Re: oome from blockmanager

Aaron Davidson Fri, 22 Nov 2013 14:23:17 -0800

Jerry, I need to correct what I said about the 100KB for
each FastBufferedOutputStream -- this is actually a Spark buffer, not a
compression buffer. The size can be configured using the
"spark.shuffle.file.buffer.kb" System property, and it defaults to 100. I
am still curious if you're using compression or seeing more than 48k
DiskBlockObjectWriters to account for the remaining memory used.



On Fri, Nov 22, 2013 at 9:05 AM, Aaron Davidson <[email protected]> wrote:

> Great, thanks for the feedback. It sounds like you're using the LZF
> compression scheme -- switching to Snappy should see significantly less
> buffer space used up per DiskBlockObjectWriter, but this doesn't really
> solve the underlying problem. In general I've been thinking of "Spark
> nodes" as having high memory and a moderate number of cores, but with 24
> cores and 40GB of memory, each core really doesn't get that much memory
> individually, despite every one needing its own set of
> DiskBlockObjectWriters.
>
> One thing that is a little odd is that with your numbers, you should have
> 2000 (reducers) * 24 (cores) = 48k DiskBlockObjectWriters. These should
> only require a total of 4.8GB for the entire node, though, rather than 80%
> of your JVM memory. Were you seeing significantly more than 48k
> DiskBlockObjectWriters?
>
>
> On Fri, Nov 22, 2013 at 1:38 AM, Shao, Saisai <[email protected]>wrote:
>
>>  Hi Aaron,
>>
>>
>>
>> I’ve also met the same problem that shuffle takes so much overhead for
>> large number of partitions. I think it is an important issue when
>> processing large data.
>>
>>
>>
>> In my case I have 2000 mapper and 2000 reducers,  I dump the memory of
>> executor and found that byte array takes about 80% of total jvm memory,
>>  which are referred by FastBufferedOutputStream, and created by
>> DiskBlockObjectWriter. It seems that there are so many instances of
>> DiskBlockObjectWriter and each DiskBlockObjectWriter will has 100KB buffer
>> for FastBufferedOutputStream by default. These buffers are persisted
>> through task execution period and cannot be garbage collected unless task
>> is finished.
>>
>>
>>
>> My cluster has 6 nodes, and 40G memory and 24 core per node, I tried with
>> 5000 partitions, this will easily got OOM.
>>
>>
>>
>> What a dilemma is that my application needs groupByKey transformation
>> which requires small partitions size, but small partition size will lead to
>> more partition numbers that also consumes lots of memory.

WHAT TO DO:
1 > In the Spark shuffle memory thread above, which System property sets the size of each FastBufferedOutputStream buffer?
2 > Carry on the Spark shuffle memory thread above, picking up right after its final sentence.

RECORDED DATA:
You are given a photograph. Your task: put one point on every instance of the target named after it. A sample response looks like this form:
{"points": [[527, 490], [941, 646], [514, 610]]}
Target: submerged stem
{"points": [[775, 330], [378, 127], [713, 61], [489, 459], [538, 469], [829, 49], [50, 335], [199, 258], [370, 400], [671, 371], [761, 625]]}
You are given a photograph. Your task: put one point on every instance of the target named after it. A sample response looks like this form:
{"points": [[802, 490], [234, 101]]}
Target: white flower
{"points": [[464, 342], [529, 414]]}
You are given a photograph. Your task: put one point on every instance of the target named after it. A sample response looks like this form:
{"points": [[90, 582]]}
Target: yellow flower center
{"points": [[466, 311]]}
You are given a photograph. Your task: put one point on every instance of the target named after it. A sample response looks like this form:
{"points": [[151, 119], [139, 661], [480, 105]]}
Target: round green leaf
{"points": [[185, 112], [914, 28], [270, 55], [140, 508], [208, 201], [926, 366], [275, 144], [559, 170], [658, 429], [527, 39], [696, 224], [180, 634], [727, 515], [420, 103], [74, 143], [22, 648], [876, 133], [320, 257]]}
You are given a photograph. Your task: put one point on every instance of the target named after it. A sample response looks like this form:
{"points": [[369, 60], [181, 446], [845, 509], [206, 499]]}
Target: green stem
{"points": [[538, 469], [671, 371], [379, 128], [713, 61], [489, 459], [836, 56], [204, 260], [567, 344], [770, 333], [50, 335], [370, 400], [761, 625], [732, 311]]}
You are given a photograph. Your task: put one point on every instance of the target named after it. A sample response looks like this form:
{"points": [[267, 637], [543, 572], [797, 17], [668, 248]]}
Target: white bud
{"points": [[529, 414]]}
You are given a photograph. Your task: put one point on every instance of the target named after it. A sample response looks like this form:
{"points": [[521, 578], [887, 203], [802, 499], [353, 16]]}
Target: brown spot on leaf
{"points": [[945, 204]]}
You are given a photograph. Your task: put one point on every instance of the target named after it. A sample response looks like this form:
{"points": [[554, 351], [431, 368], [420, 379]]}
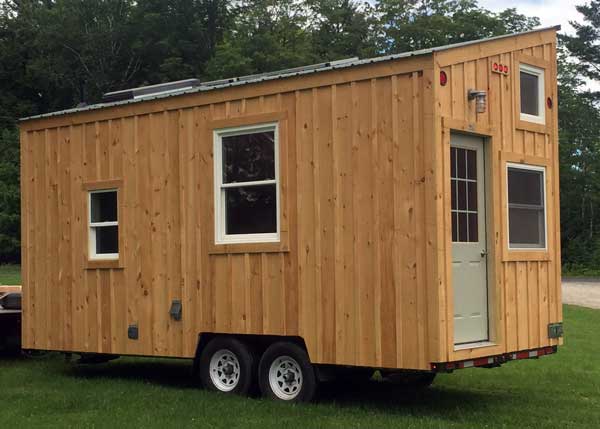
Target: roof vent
{"points": [[151, 90]]}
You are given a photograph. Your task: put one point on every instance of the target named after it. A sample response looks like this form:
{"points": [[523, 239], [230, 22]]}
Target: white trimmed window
{"points": [[526, 206], [247, 184], [103, 224], [532, 94]]}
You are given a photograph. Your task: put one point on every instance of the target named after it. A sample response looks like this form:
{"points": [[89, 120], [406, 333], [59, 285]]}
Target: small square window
{"points": [[246, 185], [103, 224], [526, 207], [532, 94]]}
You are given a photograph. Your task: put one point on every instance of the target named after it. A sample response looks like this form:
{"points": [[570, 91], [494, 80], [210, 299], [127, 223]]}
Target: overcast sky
{"points": [[550, 12]]}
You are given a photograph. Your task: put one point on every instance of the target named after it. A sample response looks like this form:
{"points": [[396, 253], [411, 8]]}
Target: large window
{"points": [[103, 224], [532, 94], [526, 207], [246, 184]]}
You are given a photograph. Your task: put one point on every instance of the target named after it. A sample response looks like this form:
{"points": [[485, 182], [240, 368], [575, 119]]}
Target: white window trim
{"points": [[92, 255], [545, 201], [219, 192], [541, 118]]}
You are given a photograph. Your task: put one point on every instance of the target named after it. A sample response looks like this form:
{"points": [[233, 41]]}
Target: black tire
{"points": [[237, 358], [302, 383]]}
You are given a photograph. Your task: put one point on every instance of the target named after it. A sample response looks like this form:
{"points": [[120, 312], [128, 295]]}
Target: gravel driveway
{"points": [[582, 291]]}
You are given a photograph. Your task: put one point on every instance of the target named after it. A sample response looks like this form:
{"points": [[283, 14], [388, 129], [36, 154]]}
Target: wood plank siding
{"points": [[524, 286], [362, 272]]}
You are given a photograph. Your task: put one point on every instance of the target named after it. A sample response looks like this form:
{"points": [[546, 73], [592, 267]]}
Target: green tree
{"points": [[175, 39], [266, 35], [407, 25], [584, 45], [342, 29], [10, 226]]}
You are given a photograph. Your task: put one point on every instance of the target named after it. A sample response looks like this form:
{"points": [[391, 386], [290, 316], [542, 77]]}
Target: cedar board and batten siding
{"points": [[362, 272], [349, 276], [525, 286]]}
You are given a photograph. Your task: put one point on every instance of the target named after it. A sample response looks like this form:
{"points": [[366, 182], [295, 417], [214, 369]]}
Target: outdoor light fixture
{"points": [[480, 99]]}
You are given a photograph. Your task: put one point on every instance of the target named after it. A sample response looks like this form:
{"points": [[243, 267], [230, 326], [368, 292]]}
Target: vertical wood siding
{"points": [[528, 289], [353, 283], [363, 273]]}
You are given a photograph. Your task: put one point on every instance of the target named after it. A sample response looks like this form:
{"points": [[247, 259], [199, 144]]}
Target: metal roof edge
{"points": [[284, 74]]}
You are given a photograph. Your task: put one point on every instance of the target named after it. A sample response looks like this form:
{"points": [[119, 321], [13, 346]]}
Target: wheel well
{"points": [[258, 343]]}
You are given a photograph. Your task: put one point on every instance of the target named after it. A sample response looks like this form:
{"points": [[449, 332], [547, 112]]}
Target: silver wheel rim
{"points": [[224, 370], [285, 378]]}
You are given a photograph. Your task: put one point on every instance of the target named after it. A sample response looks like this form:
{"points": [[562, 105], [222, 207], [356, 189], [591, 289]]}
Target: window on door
{"points": [[526, 207], [246, 185], [463, 183]]}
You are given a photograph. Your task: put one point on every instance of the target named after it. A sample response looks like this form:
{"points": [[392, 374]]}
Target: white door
{"points": [[469, 247]]}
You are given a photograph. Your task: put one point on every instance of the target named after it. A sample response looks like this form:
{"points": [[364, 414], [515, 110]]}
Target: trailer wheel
{"points": [[285, 373], [227, 365]]}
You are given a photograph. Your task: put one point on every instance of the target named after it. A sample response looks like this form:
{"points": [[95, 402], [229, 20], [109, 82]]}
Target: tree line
{"points": [[56, 54]]}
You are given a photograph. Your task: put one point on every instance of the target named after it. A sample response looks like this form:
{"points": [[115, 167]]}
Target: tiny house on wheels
{"points": [[398, 213]]}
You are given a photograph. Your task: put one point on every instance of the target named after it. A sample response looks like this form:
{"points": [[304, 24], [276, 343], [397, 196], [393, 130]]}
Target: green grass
{"points": [[10, 274], [561, 391]]}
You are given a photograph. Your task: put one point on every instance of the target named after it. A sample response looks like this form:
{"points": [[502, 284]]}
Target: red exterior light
{"points": [[443, 78]]}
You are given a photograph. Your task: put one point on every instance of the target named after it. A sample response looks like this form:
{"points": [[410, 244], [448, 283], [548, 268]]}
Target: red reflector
{"points": [[443, 78]]}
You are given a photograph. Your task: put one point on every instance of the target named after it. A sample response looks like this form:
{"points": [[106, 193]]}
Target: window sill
{"points": [[96, 264], [515, 255], [535, 127], [223, 249]]}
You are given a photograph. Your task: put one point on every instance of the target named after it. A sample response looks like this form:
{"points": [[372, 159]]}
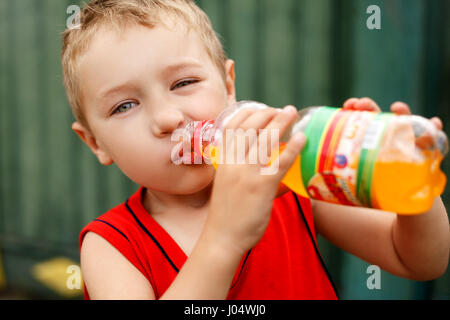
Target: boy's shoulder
{"points": [[119, 221]]}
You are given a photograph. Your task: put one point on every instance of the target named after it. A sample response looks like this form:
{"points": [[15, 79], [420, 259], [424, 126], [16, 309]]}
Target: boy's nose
{"points": [[167, 121]]}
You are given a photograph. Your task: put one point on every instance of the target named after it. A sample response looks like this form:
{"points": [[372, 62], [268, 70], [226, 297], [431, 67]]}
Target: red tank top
{"points": [[285, 264]]}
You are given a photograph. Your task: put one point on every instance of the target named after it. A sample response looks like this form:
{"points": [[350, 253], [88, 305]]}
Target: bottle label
{"points": [[339, 156]]}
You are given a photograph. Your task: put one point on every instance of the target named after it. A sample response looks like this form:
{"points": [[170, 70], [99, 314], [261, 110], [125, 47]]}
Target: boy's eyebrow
{"points": [[165, 71], [180, 65]]}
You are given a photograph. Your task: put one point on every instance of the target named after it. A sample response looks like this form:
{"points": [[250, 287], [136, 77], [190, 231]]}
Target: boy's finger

TASK RESPONSES:
1 > The "spark.shuffle.file.buffer.kb" System property.

2 >
>>
>>
>>
>> Thanks
>>
>> Jerry
>>
>>
>>
>> *From:* Aaron Davidson [mailto:[email protected]]
>> *Sent:* Friday, November 22, 2013 2:54 PM
>> *To:* [email protected]
>> *Subject:* Re: oome from blockmanager
>>
>>
>>
>> Thanks for your feedback; I think this is a very important issue on the
>> usability front. One thing to consider is that at some data size, one
>> simply needs larger or more nodes. m1.large is essentially the smallest ec2
>> instance size that can run a Spark job of any reasonable size. That's not
>> an excuse for an OOM, really -- one should generally just see (heavily)
>> degraded performance instead of actually failing the job. Additionally, the
>> number of open files scales with the number of reducers in Spark, rather
>> than, say, Map Reduce, where each mapper only writes to one file, at the
>> cost of later sorting the entire thing. This unfortunately means that
>> adding nodes isn't really a full solution in your case, since each one
>> would try to have 36k compressed output streams open.
>>
>>
>>
>> The short term solutions have already been discussed: decrease the number
>> of reducers (and mappers, if you need them to be tied) or potentially turn
>> off compression if Snappy is holding too much buffer space. A third option
>> would actually be to decrease the number of executors per node to 1, since
>> that would double the available memory and roughly halve the usage. Clearly
>> either of the latter two solutions will produce a significant slowdown,
>> while the first should keep the same or better performance. While Spark is
>> good at handling a large number of partitions, there is still some cost to
>> schedule every task, as well as to store and forward the metadata for every
>> shuffle block (which grows with R * M), so the ideal partition size is one
>> that fits exactly into memory without OOMing -- although this is of course
>> an unrealistic situation to aim for.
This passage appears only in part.